Requirement 1:
From the article on Edward Hughes Glidden, output the text starting with "American architect" and going on through "and Essex Hall.", copied exactly.
Requirement 2:
According to the article on Edward Hughes Glidden, where was he buried?

Provided passage:
====================

= Edward Hughes Glidden =

American architect

Edward Hughes Glidden (1873 – May 2, 1924) was a Baltimore-based architect of many residential apartment buildings and commercial structures including the Sydenham Hospital and the Furness-Withy Building.

==History==
Glidden was born in 1873. His father was William Pierce Glidden, the founder of the Glidden Varnish Company. Going against his father, he studied in Paris, France from 1908 to 1912, in order to become an architect. He returned to Baltimore, Maryland and established an office in the city. In the process, he began a partnership with Clyde Nelson Friz, creating the firm Glidden & Friz. During their partnership, he designed apartment houses such as Tudor Hall Apartments, Calvert Court Apartments, Canterbury Hall Apartments, Homewood Apartments, and Essex Hall.

He also designed Furness-Withy Building (also called the "Furness House"), Sydenham Hospital for Communicable Diseases, Latrobe Building, and The Esplanade with Friz, before their partnership ended in 1922. After their partnership ended, and before his death, he partnered with Hubert Upjohn and entered a competition to design new buildings for Baltimore City College.

Before his partnership with Friz, he designed buildings in Baltimore such as Mount Royal Apartments, Earl Court Apartments, the Washington Apartments, Rochambeau Apartments, and Marlborough Apartments. He used the names "E. H. Glidden" or "Edward M. Glidden" during his professional work.

He died on May 2, 1924 and was buried in Druid Ridge Cemetery in Pikesville, Maryland.

==Personal life==
He had two children, Edward Hughes Glidden Jr. (1901–1975) and Pauline Glidden (1903–1968), with Pauline Boucher Hughes, both of whom were born in Baltimore. His son, Edward, would also become an architect.

====================

Supplied material:

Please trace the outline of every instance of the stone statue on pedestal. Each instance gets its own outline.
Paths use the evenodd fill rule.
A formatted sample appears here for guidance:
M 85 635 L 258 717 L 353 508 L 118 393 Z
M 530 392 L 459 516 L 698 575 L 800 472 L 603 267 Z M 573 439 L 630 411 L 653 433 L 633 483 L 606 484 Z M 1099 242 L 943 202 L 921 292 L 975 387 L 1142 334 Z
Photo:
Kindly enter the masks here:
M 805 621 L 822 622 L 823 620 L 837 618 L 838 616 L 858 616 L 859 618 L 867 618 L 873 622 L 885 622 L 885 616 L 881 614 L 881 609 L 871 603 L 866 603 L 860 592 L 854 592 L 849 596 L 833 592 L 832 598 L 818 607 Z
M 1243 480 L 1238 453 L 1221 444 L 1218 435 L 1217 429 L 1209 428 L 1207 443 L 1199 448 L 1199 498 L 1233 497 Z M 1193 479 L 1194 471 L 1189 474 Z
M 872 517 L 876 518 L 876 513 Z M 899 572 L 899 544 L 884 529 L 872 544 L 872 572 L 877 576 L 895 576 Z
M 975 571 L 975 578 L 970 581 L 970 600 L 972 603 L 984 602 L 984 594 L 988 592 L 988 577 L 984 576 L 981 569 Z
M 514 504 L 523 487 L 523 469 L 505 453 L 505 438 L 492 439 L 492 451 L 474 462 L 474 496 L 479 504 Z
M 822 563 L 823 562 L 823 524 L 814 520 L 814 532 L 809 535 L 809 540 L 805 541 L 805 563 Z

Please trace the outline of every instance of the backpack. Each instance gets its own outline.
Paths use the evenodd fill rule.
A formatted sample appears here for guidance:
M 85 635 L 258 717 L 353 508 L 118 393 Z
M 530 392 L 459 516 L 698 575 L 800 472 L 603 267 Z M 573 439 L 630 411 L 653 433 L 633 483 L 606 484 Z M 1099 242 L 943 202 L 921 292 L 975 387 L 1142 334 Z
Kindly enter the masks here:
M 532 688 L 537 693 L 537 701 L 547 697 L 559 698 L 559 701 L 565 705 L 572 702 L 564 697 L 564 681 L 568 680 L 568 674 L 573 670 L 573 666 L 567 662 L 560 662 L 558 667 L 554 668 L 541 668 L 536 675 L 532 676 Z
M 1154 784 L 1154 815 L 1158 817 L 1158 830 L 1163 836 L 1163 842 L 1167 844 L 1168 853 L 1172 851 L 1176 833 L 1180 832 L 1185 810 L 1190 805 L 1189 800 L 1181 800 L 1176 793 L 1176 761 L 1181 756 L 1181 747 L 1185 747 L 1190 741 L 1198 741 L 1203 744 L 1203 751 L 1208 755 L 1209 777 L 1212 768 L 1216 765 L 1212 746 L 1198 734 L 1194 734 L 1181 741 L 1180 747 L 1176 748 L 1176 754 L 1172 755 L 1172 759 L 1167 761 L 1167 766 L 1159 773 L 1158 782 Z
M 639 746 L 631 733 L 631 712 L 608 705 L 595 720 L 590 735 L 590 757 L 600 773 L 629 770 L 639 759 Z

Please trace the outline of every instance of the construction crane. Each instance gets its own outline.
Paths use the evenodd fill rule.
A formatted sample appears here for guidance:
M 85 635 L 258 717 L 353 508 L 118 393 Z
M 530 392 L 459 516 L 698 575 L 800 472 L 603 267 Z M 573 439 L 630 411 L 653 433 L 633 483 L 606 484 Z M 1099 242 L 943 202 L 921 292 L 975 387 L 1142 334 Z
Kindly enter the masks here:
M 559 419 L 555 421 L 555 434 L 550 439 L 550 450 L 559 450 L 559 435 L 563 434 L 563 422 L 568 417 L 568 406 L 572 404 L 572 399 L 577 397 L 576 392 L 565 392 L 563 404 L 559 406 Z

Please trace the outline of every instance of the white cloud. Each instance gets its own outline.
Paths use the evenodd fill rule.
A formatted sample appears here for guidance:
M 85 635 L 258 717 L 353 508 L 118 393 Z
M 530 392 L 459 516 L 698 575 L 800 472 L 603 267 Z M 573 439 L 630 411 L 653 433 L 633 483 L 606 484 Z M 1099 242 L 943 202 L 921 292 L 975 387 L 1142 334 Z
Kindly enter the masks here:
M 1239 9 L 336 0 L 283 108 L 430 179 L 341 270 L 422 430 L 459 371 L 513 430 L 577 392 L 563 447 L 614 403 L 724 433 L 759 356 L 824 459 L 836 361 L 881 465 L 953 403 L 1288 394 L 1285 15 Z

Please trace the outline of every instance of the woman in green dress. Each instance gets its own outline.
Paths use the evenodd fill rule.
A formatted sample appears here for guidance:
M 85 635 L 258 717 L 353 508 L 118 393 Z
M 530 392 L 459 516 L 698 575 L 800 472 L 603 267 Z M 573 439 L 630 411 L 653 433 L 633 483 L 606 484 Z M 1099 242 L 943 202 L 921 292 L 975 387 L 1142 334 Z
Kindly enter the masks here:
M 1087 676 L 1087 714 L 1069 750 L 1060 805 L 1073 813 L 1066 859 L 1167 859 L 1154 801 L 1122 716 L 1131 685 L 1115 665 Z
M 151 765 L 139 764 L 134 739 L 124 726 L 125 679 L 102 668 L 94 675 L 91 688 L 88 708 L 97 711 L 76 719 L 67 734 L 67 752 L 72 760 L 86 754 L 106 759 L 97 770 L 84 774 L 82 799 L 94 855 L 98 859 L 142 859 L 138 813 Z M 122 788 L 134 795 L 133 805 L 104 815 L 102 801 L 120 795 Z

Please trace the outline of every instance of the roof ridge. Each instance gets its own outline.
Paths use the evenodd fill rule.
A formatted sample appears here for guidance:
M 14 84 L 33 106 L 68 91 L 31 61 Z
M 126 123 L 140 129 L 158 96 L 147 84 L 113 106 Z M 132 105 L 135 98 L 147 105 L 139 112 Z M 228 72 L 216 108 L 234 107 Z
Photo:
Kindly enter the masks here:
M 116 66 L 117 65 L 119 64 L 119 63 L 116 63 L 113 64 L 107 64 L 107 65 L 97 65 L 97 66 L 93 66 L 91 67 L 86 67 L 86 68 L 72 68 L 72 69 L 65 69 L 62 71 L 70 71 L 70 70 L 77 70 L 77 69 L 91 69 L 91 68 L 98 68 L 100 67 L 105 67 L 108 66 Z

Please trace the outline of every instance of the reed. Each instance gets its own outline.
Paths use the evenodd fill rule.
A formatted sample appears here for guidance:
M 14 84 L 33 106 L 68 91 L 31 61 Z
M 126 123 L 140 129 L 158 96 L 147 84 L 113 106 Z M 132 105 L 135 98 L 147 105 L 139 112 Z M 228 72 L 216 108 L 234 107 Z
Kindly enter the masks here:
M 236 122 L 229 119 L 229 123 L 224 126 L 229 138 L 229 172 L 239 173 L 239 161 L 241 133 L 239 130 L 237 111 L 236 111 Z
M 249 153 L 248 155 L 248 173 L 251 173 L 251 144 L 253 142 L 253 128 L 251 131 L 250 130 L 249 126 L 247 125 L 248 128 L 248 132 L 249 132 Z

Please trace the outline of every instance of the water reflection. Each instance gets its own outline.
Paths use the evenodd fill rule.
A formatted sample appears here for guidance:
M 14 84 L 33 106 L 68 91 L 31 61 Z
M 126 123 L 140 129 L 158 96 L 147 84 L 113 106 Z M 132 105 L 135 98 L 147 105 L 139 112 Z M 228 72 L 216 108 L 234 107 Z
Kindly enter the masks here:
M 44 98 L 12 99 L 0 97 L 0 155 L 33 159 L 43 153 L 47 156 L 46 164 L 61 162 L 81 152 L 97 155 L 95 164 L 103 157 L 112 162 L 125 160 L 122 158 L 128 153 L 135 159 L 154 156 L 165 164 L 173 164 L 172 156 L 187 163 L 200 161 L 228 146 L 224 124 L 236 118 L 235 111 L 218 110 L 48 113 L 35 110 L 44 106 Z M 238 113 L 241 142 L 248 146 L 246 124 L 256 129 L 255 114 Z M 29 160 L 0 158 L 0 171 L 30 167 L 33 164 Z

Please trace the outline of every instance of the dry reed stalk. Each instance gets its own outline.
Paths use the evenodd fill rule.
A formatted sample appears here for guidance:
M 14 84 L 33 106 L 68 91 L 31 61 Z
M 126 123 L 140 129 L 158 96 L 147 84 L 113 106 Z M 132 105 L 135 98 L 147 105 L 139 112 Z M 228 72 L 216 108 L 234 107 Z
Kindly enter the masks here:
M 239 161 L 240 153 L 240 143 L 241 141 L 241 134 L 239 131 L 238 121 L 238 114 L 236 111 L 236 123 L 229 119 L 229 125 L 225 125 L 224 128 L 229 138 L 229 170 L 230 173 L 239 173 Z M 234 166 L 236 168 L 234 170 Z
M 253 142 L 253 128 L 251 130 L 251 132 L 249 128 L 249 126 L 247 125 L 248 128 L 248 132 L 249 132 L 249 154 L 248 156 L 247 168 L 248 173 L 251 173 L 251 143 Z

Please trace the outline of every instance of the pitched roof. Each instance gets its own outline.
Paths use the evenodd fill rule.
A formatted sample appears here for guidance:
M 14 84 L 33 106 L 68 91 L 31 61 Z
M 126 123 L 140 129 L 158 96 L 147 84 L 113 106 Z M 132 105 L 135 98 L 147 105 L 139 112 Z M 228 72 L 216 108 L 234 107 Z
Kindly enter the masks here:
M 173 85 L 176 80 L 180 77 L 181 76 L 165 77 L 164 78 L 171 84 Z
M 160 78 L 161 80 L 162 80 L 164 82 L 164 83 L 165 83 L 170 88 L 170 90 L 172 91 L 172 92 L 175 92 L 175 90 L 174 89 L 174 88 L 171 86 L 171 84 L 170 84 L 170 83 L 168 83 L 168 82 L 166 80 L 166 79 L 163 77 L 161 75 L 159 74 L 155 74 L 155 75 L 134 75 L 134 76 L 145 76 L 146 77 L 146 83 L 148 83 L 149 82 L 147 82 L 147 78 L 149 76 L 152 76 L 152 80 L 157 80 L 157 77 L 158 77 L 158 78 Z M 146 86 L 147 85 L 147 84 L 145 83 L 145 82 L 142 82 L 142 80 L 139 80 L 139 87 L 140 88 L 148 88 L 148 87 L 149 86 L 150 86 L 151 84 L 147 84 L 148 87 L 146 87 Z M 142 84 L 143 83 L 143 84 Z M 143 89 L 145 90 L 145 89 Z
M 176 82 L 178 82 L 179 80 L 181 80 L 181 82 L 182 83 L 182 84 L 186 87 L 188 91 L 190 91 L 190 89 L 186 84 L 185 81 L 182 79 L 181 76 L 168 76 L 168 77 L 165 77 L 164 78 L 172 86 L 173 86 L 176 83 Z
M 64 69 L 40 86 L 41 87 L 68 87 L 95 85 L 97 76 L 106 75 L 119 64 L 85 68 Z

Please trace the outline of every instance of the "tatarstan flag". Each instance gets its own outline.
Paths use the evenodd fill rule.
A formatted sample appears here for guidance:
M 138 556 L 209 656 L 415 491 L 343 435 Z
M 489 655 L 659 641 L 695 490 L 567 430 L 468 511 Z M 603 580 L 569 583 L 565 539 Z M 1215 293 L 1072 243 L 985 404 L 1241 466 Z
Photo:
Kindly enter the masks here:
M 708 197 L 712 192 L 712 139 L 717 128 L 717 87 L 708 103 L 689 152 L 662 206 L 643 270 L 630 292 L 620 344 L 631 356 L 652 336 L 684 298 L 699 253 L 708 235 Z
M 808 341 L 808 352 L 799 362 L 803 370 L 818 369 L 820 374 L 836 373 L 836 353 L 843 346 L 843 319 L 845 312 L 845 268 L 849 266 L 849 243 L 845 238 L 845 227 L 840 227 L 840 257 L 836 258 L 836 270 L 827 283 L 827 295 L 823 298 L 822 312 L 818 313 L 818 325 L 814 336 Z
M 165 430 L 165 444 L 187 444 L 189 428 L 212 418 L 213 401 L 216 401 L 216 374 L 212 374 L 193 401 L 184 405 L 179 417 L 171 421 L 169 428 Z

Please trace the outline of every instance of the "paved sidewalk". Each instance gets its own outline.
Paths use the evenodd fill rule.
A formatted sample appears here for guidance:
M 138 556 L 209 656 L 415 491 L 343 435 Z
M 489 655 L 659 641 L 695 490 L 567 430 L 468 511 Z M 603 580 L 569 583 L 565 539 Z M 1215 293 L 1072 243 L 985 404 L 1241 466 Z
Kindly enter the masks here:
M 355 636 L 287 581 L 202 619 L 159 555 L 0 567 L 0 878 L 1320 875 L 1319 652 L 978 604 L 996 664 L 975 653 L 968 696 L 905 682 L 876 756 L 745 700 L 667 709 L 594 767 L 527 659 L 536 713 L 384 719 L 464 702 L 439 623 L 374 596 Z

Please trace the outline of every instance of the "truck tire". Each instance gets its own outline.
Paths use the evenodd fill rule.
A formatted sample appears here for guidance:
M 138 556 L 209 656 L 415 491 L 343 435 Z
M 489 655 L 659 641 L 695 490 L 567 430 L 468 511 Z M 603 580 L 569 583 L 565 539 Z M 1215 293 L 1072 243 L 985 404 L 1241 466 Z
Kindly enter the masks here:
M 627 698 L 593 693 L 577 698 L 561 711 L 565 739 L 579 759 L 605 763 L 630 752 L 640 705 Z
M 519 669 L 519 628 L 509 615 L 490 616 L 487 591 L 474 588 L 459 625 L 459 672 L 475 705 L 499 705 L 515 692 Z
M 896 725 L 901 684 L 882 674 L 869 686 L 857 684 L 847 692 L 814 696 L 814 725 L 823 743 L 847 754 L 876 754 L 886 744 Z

====================

Output 1:
American architect

Edward Hughes Glidden (1873 – May 2, 1924) was a Baltimore-based architect of many residential apartment buildings and commercial structures including the Sydenham Hospital and the Furness-Withy Building.

==History==
Glidden was born in 1873. His father was William Pierce Glidden, the founder of the Glidden Varnish Company. Going against his father, he studied in Paris, France from 1908 to 1912, in order to become an architect. He returned to Baltimore, Maryland and established an office in the city. In the process, he began a partnership with Clyde Nelson Friz, creating the firm Glidden & Friz. During their partnership, he designed apartment houses such as Tudor Hall Apartments, Calvert Court Apartments, Canterbury Hall Apartments, Homewood Apartments, and Essex Hall.

Output 2:
Druid Ridge Cemetery in Pikesville, Maryland.